• Problem to work on: Please rewrite the material below, replacing "tile grout line" with "grout seam" and leaving everything else as it is. Omit the pictures.

******

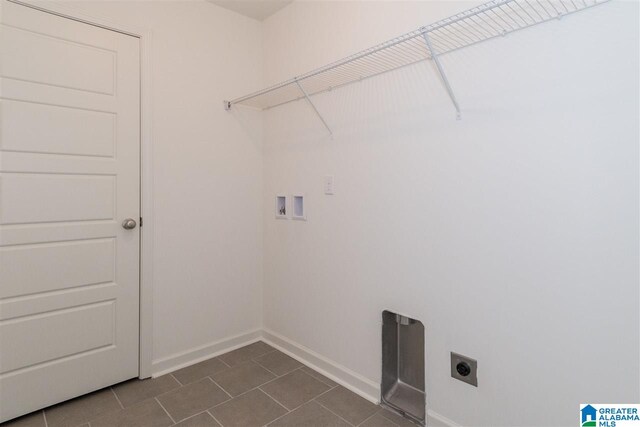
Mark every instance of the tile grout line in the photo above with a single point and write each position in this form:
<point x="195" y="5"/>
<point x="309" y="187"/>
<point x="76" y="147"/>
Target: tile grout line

******

• Written response:
Mark every instance of the grout seam in the photo above with a single point and write each position in this form:
<point x="195" y="5"/>
<point x="309" y="187"/>
<point x="76" y="147"/>
Target: grout seam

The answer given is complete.